-------- Material provided --------

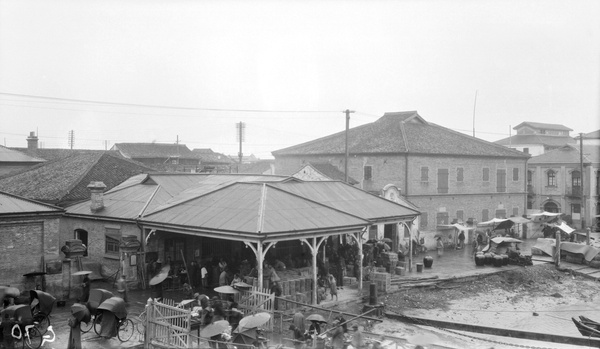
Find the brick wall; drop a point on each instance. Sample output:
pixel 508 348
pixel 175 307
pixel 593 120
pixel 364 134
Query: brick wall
pixel 24 243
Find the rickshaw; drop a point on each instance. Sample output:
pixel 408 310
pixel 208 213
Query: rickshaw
pixel 97 296
pixel 23 327
pixel 41 307
pixel 113 320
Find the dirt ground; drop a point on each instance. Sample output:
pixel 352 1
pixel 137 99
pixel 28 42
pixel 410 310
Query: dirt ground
pixel 535 298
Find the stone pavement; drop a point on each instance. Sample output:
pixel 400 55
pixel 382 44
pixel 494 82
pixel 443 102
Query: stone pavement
pixel 454 264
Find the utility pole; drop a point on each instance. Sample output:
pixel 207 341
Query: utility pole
pixel 240 135
pixel 582 210
pixel 71 139
pixel 347 111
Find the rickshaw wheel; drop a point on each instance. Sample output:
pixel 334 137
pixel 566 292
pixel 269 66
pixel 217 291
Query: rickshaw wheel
pixel 35 338
pixel 86 327
pixel 98 323
pixel 125 330
pixel 43 321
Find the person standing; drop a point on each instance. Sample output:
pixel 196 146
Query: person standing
pixel 440 247
pixel 122 288
pixel 85 288
pixel 358 340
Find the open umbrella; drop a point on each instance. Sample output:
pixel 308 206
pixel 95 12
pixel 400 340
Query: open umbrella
pixel 185 302
pixel 83 272
pixel 253 321
pixel 161 276
pixel 245 337
pixel 214 329
pixel 316 318
pixel 7 291
pixel 226 290
pixel 81 312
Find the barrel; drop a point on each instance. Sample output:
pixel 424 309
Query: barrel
pixel 479 260
pixel 419 267
pixel 427 261
pixel 489 259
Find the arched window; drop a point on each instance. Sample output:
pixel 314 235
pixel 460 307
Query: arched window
pixel 551 175
pixel 576 179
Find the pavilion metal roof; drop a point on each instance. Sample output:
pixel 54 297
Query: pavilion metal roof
pixel 244 206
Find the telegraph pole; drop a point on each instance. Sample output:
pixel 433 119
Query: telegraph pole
pixel 582 210
pixel 347 111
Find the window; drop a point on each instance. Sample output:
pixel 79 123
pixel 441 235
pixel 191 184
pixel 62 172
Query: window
pixel 112 245
pixel 459 174
pixel 485 215
pixel 112 237
pixel 423 220
pixel 551 176
pixel 442 218
pixel 501 181
pixel 424 174
pixel 576 179
pixel 81 234
pixel 486 174
pixel 368 173
pixel 442 181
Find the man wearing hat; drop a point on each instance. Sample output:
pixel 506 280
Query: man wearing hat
pixel 337 335
pixel 358 341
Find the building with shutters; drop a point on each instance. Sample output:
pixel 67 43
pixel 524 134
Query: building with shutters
pixel 446 174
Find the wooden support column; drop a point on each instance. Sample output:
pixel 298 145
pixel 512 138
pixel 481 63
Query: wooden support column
pixel 314 250
pixel 260 252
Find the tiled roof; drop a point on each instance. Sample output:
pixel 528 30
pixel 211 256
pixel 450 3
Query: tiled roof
pixel 209 156
pixel 12 204
pixel 404 132
pixel 568 154
pixel 591 135
pixel 50 154
pixel 65 180
pixel 542 126
pixel 154 150
pixel 244 204
pixel 546 140
pixel 11 155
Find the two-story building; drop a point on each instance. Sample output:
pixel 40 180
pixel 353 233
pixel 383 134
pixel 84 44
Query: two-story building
pixel 555 182
pixel 446 174
pixel 536 138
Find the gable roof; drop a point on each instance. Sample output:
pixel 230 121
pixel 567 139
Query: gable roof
pixel 568 154
pixel 546 140
pixel 65 180
pixel 15 205
pixel 207 155
pixel 543 126
pixel 154 150
pixel 50 154
pixel 402 132
pixel 241 206
pixel 326 170
pixel 10 155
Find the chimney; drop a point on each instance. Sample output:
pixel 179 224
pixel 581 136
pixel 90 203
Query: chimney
pixel 32 141
pixel 97 193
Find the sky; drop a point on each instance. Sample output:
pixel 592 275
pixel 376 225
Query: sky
pixel 188 71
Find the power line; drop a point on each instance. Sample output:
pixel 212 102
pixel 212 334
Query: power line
pixel 87 101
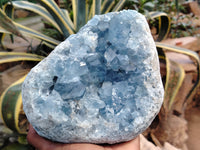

--------

### [Exercise details]
Pictures do not go in the copy; print every entry exactly as it stands.

### [Output of the exercise]
Find the brick wall; drop a point on each instance. Sample output:
pixel 508 348
pixel 175 307
pixel 593 120
pixel 364 134
Query: brick wall
pixel 24 243
Find the rickshaw; drop a point on each instance. Sample output:
pixel 408 310
pixel 208 213
Query: rickshaw
pixel 97 296
pixel 23 327
pixel 41 307
pixel 113 320
Find the dirt ground; drop a point on each instance. Sample output:
pixel 352 1
pixel 137 99
pixel 28 42
pixel 410 310
Query: dirt ground
pixel 535 298
Find the stone pavement; drop a point on each instance. Sample output:
pixel 400 55
pixel 382 44
pixel 494 82
pixel 443 102
Query: stone pavement
pixel 454 264
Find the utility pole; drop a point on each instance. Sample output:
pixel 207 341
Query: utility pole
pixel 240 135
pixel 582 210
pixel 71 139
pixel 347 111
Find the rickshaw wheel; drop a point on each instance. Sample output:
pixel 334 137
pixel 566 292
pixel 269 66
pixel 217 291
Query: rickshaw wheel
pixel 35 338
pixel 86 327
pixel 98 323
pixel 125 330
pixel 43 321
Find the person standing; drop a point on each instance. Sample output:
pixel 196 146
Query: person standing
pixel 440 247
pixel 122 288
pixel 85 288
pixel 358 340
Find the open umbrella; drop a point on each instance. Sample output:
pixel 308 206
pixel 95 12
pixel 400 340
Query: open umbrella
pixel 185 302
pixel 83 272
pixel 253 321
pixel 161 276
pixel 245 337
pixel 214 329
pixel 316 318
pixel 7 291
pixel 226 290
pixel 81 312
Find the barrel; drop a point on each instance. Sample output:
pixel 424 309
Query: barrel
pixel 479 260
pixel 419 267
pixel 427 261
pixel 489 259
Find the arched window; drop a point on each instance. Sample output:
pixel 314 235
pixel 460 307
Query: arched window
pixel 551 175
pixel 576 179
Find the pavilion metal roof; drop a point on each instance. Sample output:
pixel 54 297
Query: pavilion metal roof
pixel 244 206
Find the telegraph pole; drop a point on each instance. Sample output:
pixel 433 119
Query: telegraph pole
pixel 582 210
pixel 347 111
Find the window; drop a point on each instance. Sample output:
pixel 79 123
pixel 441 235
pixel 191 184
pixel 62 172
Query: window
pixel 112 245
pixel 459 174
pixel 485 215
pixel 112 237
pixel 423 220
pixel 551 176
pixel 442 218
pixel 501 181
pixel 424 174
pixel 576 179
pixel 81 234
pixel 486 174
pixel 368 173
pixel 442 181
Find the man wearing hat; drop a point on each instance. Sample output:
pixel 506 280
Query: man wearing hat
pixel 337 335
pixel 358 341
Find the building with shutters; drop a point on each instance. Sample output:
pixel 67 43
pixel 524 134
Query: building with shutters
pixel 446 174
Find the wooden support column; drop a point on each instance. Sample output:
pixel 298 145
pixel 512 138
pixel 481 63
Query: wooden support column
pixel 314 250
pixel 260 252
Find the tiled roof; drop a point on each instance. Sample output:
pixel 528 30
pixel 211 256
pixel 450 3
Query: tiled roof
pixel 209 156
pixel 12 204
pixel 404 132
pixel 568 154
pixel 591 135
pixel 50 154
pixel 65 180
pixel 542 126
pixel 154 150
pixel 244 204
pixel 546 140
pixel 11 155
Find the two-story building; drop a point on each instance. Sample output:
pixel 40 180
pixel 353 233
pixel 383 134
pixel 84 44
Query: two-story building
pixel 555 182
pixel 446 174
pixel 536 138
Find the gable roof; drop a point on each instance. Sample output:
pixel 230 121
pixel 567 139
Query: gable roof
pixel 568 154
pixel 546 140
pixel 65 180
pixel 15 205
pixel 207 155
pixel 543 126
pixel 154 150
pixel 50 154
pixel 402 132
pixel 241 206
pixel 326 170
pixel 10 155
Find the chimney; drop a point on each instance. Sample output:
pixel 179 224
pixel 581 136
pixel 90 203
Query: chimney
pixel 32 141
pixel 97 193
Find the sky; drop a point on each instance. Sample output:
pixel 592 275
pixel 376 225
Query: sky
pixel 188 71
Find the power line; drop a point on each instance. Sample output:
pixel 212 102
pixel 212 334
Query: power line
pixel 87 101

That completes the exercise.